Supplied data:
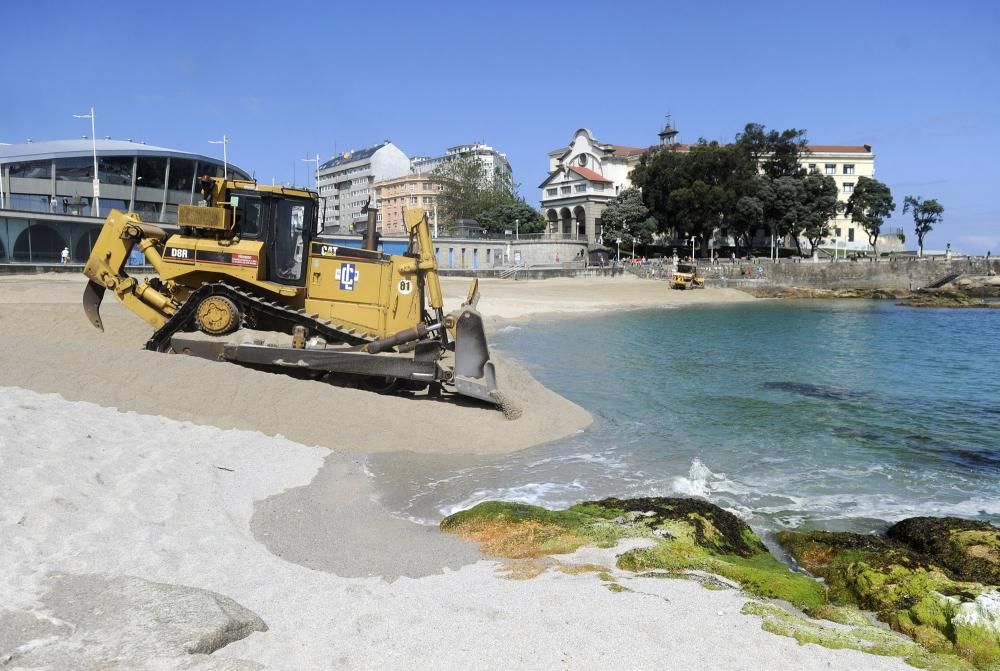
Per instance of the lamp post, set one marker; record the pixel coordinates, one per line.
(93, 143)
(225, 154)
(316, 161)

==

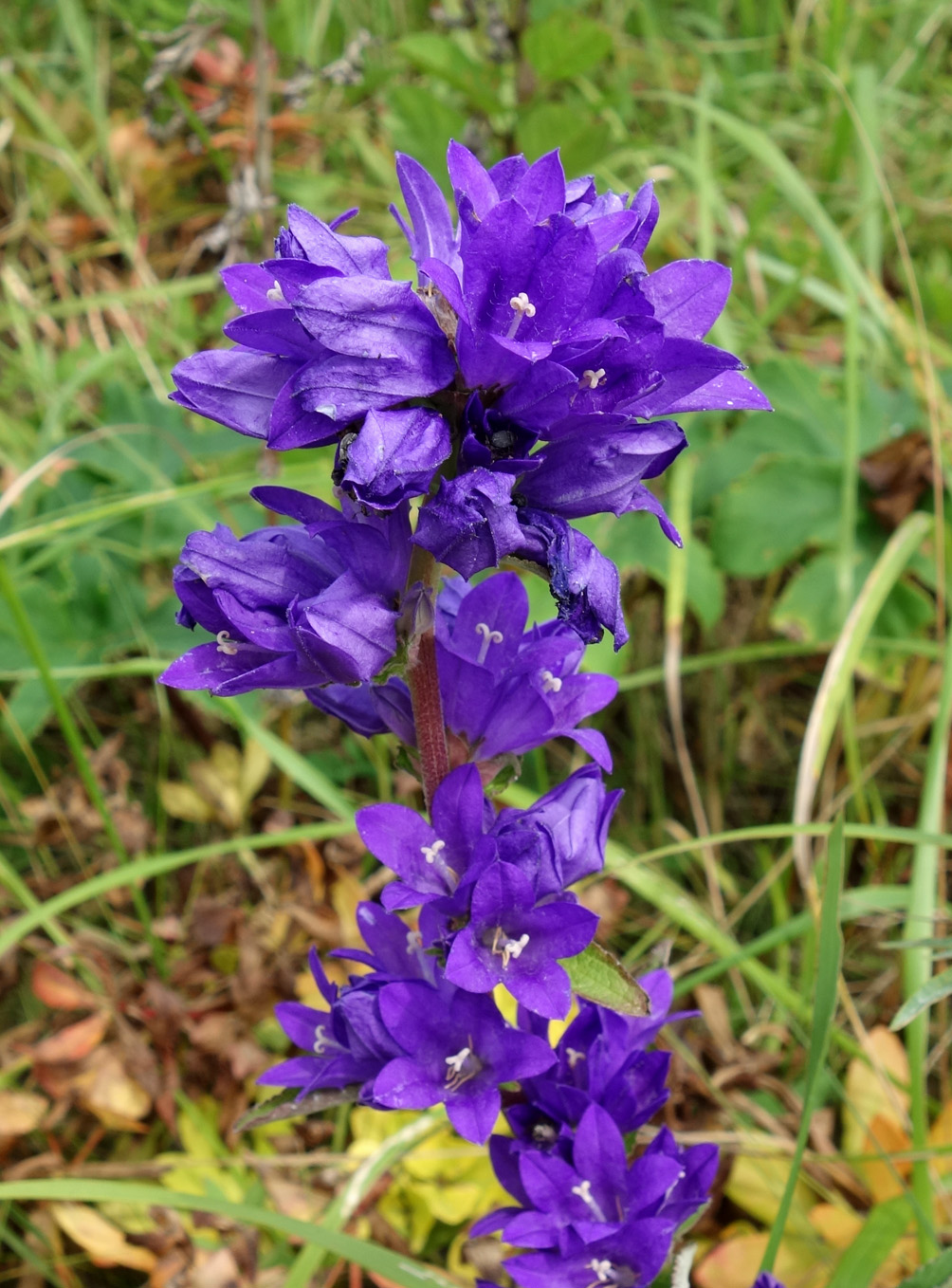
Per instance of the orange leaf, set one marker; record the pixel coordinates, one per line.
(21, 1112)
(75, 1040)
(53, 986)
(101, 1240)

Requirement:
State how many lines in the material above contain the word "instance", counting only matches with the same capitalization, and reply with the number alone.

Correct response:
2